● Work to do
Give back, word for word, the lines of the items from the very first one through the line that contains "40 110 L 40", including both of those lines.

● Material provided
__________________________________________________
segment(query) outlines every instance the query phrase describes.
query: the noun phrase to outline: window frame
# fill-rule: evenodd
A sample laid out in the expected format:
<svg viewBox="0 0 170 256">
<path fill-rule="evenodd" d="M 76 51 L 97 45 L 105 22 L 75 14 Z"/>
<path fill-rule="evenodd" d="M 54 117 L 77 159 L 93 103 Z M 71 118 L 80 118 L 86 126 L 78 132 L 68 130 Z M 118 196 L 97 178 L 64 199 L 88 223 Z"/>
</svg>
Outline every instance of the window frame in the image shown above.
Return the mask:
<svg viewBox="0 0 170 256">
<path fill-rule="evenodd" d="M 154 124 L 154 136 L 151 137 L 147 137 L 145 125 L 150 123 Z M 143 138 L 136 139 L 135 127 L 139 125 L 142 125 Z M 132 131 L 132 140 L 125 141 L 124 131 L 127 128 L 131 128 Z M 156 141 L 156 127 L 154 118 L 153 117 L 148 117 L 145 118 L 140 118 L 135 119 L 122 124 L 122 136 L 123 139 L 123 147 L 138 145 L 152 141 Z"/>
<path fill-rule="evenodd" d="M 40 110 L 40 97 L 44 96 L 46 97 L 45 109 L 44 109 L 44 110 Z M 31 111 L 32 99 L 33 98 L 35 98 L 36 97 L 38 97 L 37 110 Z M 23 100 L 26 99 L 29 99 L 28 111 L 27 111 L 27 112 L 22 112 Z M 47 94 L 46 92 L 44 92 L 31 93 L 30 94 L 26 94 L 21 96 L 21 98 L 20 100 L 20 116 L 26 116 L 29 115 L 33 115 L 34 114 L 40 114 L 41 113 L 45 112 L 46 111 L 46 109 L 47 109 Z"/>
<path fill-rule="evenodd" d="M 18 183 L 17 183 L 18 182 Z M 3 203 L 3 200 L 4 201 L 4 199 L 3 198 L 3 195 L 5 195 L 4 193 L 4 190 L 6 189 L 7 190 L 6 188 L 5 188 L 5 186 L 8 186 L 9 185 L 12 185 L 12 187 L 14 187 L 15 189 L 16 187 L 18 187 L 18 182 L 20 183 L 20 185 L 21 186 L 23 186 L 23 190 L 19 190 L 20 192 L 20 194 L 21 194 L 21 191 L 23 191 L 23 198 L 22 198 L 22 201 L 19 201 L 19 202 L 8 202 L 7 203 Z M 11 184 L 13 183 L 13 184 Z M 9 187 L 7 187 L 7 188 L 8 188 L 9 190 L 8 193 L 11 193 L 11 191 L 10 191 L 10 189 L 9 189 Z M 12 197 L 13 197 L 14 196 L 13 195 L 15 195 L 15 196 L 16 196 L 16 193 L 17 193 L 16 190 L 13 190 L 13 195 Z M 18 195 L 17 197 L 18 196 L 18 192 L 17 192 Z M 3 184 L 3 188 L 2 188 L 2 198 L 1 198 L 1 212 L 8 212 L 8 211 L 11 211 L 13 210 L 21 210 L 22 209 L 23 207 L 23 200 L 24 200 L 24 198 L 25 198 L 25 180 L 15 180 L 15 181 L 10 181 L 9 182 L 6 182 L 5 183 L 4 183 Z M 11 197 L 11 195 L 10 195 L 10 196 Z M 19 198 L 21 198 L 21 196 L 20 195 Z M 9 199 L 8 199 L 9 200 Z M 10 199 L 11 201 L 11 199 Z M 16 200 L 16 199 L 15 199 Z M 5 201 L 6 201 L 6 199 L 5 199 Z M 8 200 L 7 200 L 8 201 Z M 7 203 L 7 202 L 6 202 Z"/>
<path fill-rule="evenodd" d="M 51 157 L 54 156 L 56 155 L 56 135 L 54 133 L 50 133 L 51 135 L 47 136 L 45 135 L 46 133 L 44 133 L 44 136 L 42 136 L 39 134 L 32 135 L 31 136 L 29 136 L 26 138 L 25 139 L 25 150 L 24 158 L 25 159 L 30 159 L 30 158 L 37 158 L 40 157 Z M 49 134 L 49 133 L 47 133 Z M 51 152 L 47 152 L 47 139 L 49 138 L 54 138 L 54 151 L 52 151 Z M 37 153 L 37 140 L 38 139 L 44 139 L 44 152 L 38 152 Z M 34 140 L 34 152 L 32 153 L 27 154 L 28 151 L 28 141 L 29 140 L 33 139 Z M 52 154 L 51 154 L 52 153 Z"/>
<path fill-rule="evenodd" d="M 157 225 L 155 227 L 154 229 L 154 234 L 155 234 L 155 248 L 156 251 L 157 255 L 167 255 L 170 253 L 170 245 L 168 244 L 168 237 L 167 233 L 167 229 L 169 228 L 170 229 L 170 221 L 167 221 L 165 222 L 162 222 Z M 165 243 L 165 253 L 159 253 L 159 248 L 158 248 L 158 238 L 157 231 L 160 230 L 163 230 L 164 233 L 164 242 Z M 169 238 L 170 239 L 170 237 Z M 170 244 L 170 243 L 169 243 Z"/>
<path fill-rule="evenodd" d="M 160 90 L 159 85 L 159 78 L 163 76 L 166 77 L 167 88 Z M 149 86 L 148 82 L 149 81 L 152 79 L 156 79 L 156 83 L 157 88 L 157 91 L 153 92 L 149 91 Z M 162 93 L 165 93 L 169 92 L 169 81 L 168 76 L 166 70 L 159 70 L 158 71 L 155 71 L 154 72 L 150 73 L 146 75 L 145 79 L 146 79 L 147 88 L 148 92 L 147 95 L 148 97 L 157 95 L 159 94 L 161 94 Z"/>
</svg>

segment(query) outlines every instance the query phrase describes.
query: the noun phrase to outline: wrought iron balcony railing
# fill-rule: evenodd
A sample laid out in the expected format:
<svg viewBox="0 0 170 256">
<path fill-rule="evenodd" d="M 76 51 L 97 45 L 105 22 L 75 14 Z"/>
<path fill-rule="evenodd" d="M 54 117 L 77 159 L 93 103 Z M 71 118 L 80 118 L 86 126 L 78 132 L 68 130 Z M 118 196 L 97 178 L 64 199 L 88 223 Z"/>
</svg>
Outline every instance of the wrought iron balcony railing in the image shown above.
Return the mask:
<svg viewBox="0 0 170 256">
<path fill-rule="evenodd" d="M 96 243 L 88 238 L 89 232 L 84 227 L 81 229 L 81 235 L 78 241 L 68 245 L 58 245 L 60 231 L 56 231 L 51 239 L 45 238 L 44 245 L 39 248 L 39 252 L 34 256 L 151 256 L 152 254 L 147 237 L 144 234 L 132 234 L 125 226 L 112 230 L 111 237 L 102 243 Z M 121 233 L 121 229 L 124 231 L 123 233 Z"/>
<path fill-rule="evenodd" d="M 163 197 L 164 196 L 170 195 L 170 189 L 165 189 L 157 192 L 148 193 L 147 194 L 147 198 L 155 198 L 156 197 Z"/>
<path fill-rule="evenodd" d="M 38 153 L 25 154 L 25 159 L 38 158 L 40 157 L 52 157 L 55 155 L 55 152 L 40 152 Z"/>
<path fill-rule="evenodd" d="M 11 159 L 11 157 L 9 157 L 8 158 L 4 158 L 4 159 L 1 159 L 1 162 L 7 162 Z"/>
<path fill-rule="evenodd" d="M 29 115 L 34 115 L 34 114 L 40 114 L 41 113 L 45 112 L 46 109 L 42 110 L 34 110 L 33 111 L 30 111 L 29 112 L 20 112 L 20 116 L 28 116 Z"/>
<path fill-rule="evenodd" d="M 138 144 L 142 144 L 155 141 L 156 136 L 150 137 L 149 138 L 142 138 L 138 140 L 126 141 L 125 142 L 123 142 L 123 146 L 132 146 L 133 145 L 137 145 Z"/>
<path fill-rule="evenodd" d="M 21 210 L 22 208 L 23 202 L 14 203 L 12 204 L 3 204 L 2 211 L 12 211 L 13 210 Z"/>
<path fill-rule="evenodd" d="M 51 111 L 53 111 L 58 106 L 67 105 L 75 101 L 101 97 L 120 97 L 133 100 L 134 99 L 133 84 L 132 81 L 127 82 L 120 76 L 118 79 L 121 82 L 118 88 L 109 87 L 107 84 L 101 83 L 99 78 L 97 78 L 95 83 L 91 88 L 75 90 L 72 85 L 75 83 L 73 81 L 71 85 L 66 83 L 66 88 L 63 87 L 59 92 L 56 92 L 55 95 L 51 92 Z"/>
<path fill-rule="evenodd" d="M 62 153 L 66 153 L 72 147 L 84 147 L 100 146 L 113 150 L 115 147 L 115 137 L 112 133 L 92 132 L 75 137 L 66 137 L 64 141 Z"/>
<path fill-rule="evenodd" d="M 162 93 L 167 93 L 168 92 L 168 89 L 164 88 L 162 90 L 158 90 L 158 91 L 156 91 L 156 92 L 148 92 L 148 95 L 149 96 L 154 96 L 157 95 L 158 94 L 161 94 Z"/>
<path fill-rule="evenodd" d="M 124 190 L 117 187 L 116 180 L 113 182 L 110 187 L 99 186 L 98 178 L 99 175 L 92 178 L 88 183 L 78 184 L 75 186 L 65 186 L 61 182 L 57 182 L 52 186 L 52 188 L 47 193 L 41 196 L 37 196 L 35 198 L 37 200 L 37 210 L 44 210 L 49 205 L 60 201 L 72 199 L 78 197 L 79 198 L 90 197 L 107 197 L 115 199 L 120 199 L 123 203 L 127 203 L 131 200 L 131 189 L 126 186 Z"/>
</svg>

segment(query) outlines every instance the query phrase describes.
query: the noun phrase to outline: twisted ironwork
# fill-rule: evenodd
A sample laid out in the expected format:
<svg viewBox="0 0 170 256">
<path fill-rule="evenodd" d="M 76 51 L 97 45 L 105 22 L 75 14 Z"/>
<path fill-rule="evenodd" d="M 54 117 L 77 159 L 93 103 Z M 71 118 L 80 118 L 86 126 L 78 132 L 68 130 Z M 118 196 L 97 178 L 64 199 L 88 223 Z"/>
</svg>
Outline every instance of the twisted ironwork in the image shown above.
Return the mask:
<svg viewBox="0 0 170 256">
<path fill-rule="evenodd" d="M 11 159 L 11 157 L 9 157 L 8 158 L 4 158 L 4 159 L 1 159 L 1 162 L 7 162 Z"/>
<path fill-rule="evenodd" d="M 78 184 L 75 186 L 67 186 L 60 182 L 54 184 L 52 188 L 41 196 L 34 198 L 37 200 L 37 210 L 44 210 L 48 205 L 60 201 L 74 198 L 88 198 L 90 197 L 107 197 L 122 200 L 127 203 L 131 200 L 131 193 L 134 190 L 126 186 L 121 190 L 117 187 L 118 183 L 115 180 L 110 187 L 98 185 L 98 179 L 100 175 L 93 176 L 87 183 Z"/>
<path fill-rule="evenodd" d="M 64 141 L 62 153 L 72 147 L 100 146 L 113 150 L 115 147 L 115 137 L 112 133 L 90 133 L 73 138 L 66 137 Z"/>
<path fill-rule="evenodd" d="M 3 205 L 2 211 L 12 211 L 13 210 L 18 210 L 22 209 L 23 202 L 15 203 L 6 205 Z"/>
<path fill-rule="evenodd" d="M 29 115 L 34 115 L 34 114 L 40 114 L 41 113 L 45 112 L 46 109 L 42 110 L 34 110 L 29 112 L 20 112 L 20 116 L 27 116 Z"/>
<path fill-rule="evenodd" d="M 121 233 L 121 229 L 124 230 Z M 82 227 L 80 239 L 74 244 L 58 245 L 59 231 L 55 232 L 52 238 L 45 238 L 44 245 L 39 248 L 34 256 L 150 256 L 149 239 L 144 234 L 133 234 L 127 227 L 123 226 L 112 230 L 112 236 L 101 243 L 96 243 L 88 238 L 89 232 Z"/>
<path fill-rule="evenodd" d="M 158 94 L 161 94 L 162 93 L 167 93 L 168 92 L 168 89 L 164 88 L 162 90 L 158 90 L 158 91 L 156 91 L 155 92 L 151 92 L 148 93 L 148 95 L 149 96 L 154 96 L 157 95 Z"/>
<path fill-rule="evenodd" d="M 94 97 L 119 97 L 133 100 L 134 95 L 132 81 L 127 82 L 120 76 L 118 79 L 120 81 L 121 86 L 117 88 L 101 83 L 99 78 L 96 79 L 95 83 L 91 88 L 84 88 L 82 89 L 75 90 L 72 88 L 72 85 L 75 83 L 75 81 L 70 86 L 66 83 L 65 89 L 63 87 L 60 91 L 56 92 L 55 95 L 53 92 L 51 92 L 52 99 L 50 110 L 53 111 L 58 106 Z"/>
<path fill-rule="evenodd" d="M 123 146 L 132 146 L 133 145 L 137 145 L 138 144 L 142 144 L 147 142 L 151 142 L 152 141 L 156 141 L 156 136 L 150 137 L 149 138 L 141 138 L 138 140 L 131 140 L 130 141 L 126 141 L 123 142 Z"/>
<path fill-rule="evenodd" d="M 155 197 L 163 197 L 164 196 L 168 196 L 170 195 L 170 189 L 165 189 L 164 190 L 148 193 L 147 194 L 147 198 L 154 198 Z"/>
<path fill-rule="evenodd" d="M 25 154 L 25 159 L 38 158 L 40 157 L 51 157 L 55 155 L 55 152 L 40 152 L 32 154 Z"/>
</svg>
__________________________________________________
● Response
segment(query) outlines every instance the query phrase describes.
query: the noun phrase to outline: window frame
# fill-rule: evenodd
A sample laid out in the expected format:
<svg viewBox="0 0 170 256">
<path fill-rule="evenodd" d="M 76 51 L 97 45 L 105 22 L 75 14 Z"/>
<path fill-rule="evenodd" d="M 54 117 L 77 159 L 93 103 Z M 71 118 L 80 118 L 86 126 L 78 132 L 68 130 Z M 118 196 L 97 178 L 64 199 L 88 223 Z"/>
</svg>
Outline every instance of the window frame in the image shown above.
Return the mask:
<svg viewBox="0 0 170 256">
<path fill-rule="evenodd" d="M 154 124 L 154 136 L 151 137 L 147 137 L 145 125 L 150 123 Z M 143 138 L 136 139 L 135 127 L 139 125 L 142 125 Z M 132 131 L 132 140 L 125 141 L 124 131 L 127 128 L 131 128 Z M 156 141 L 156 127 L 154 118 L 153 117 L 148 117 L 145 118 L 140 118 L 135 119 L 122 124 L 122 136 L 123 139 L 123 147 L 138 145 L 152 141 Z"/>
<path fill-rule="evenodd" d="M 40 110 L 40 97 L 44 96 L 46 97 L 45 109 L 44 109 L 44 110 Z M 31 111 L 32 99 L 33 98 L 35 98 L 36 97 L 38 97 L 37 110 Z M 23 100 L 26 99 L 29 99 L 28 111 L 27 111 L 27 112 L 22 112 Z M 47 94 L 46 92 L 44 92 L 31 93 L 30 94 L 26 94 L 21 96 L 21 98 L 20 100 L 20 116 L 26 116 L 29 115 L 33 115 L 34 114 L 40 114 L 41 113 L 45 112 L 46 111 L 46 109 L 47 109 Z"/>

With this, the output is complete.